# Storage Options for Long and Medium Hand Tools for Yards



## FlowRider (Apr 7, 2019)

Over the years, I have accumulated a broad array of long and medium handled tools for getting work done in my yards and landscapes.

If you don't keep the stuff organized it can be a real pain to sort through while looking for the tool you need.

So I built some storage options to deal with this in the garage. I used metal hooks with plasticized rubber dip coated surfaces to hang up my heavy long handled tools on the wall of the garage. I used four inch star torx head ceramic coated wood screws to mount 2x6" and 2x4" pine and fir lumber to the studs in the walls - using a battery powered stud finder - to sturdily screw anchor the lumber boards onto the wall.

Then I drilled and screwed the tool holders, or screwed them in directly with certain hangers, to hang the tools from and keep them close to the wall so you don't get snagged walking past them and they stay out of the way, and keep everything easy to find when you need a tool.


----------



## FlowRider (Apr 7, 2019)

For the lighter medium sized handles tools, I bought Rubbermaid tool storage racks made out of molded thermoplastic to keep the tools sorted out. These storage organizers come in different sizes, shapes and lengths. They have holes which hold and support the handles of the tools, and keep them from damaging the other tools while storing or removing them.

It makes finding the right tool so much easier, and reduces frustration, especially when you are hot from yard work.

This is the medium height model, about three feet high:



This is a lower height unit, which is for short handled tools, and lightweight stuff that do it yourself guys (and gals) need from time to time. It is actually designed to fit into a 90 degree corner but I use mine a little differently because of access reasons.

Handy units, sturdy enough, easy to assemble or disassemble, and rust proof. Affordable too:



And they come in handy when the neighbor's big old Doberman and German Shepherd dogs are running around loose and walk up in your garage like they plan to take the place over. Not that this has ever happened to me, more than once.

Those dogs are lucky I love dogs! :lol:


----------



## ctrav (Aug 18, 2018)

Well one things for sure some folks do a lot of digging, sweeping and raking :lol: :shock:


----------



## Babaganoosh (Apr 21, 2019)

I use the Rubbermaid FastTrack system. They have some specialized hooks which I really like. For instance they have one that fits line trimmers or multi tools. (stihl kombi). I don't have a pic handy but here's an example.


----------



## Ware (Jan 28, 2017)

Babaganoosh said:


> I use the Rubbermaid FastTrack system. They have some specialized hooks which I really like. For instance they have one that fits line trimmers or multi tools. (stihl kombi). I don't have a pic handy but here's an example.


+1, I use the Rubbermaid FastTrack System.


----------



## JRS 9572 (May 28, 2018)

########

- **Actions to take**:
A. In the tool storage thread, what kind of screws held the lumber boards to the wall studs?
B. Extend the tool storage thread from the point where it stops.
The lines after this note come from a separate source, not from the tool storage thread.

- **Source excerpt**:
########

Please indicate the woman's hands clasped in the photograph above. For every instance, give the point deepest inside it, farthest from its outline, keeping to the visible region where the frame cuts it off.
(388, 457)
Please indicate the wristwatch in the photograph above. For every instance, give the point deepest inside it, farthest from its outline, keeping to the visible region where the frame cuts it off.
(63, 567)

########

- **Task results**:
A. Four inch star torx head ceramic coated wood screws.

B.
Had a local company come do mine last August. It was a good beginning. I want to do more with a storage rack from above garage door to ceiling, and a couple of other things. 






Those cabinets have been awesome. This was the day it was completed. We've removed more stuff and the plastic shelves since then.


----------



## JDM83 (Sep 19, 2018)

@Ware @Babaganoosh do you guys mind if i ask what your estimated total cost of the rubbermaid system was? im sure the cost is different as needs are different, just looking for an idea as im going to have to do a garage overhaul this fall and ive not made a decision as to exactly how to go about organizing all of this stuff.


----------



## Ware (Jan 28, 2017)

@JDM83 I'm really not sure. I have sort of pieced mine together as needed over several years.

The track is not incredibly expensive. I would say the hooks are where the expense starts to add up. It's hard to say what you would spend because everyone's needs are different and it is 100% customizable. I started with an assortment of hooks to figure out what I liked for different stuff, then just picked more up at Lowe's here and there as needed.

I like that it is scalable, and I like how easy it is to move/rearrange stuff. You'll want to put some thought into where you want track, number of rows, etc. but once it's on the wall the options are endless.


----------



## ctrav (Aug 18, 2018)

JRS 9572 said:


> Had a local company come do mine last August. It was a good beginning. I want to do more with a storage rack from above garage door to ceiling, and a couple of other things.
> 
> 
> 
> ...


I bought my ceiling mounted racks from Costco when they were on sale. They go on sale a few times a year and well worth it...



https://www.costco.com/SafeRacks-4-ft.-x-8-ft.-Overhead-Garage-Storage-Rack-and-Accessories-Kit.product.100006897.html


----------



## FlowRider (Apr 7, 2019)

@ctrav

Look at you, man - hiding that sportbike in your garage all this time and not saying nothing about it. Details, please.

I like that AT4, too - really nice truck. Thanks for the link to the roof racks - I have been thinking about those for awhile now.

And yeah, I have a lot of hand tools. Some of them get used a lot, some not so much. Every one of them was a project....

I used to live out in the country - twice - so I had to have the tools to do work when no one was around to help do it....

I have split a lot of firewood with that sledgehammer and maul, and cut a lot of kindling with that axe. We like bonfires.

Built an entire fence around my property with that post hole digger, one hole at a time, standing on a slope into a lake....

That brush blade has cut a lot of shooting lanes and cleared many pathways through the woods in its time on Earth, too.

It is kind of fun to look at them again in pictures; every tool has a story that it brings my mind back to; so many projects!


----------



## FlowRider (Apr 7, 2019)

Babaganoosh said:


> I use the Rubbermaid FastTrack system. They have some specialized hooks which I really like. For instance they have one that fits line trimmers or multi tools. (stihl kombi). I don't have a pic handy but here's an example.


@Babaganoosh

Please post up some pictures of your storage setup, if you don't mind. It would be cool to see how you set yours up. :thumbup:

I hope people will use this thread to show how they deal with their yard tools and equipment; some ideas to share maybe?


----------



## FlowRider (Apr 7, 2019)

Ware said:


> Babaganoosh said:
> 
> 
> > I use the Rubbermaid FastTrack system. They have some specialized hooks which I really like. For instance they have one that fits line trimmers or multi tools. (stihl kombi). I don't have a pic handy but here's an example.
> ...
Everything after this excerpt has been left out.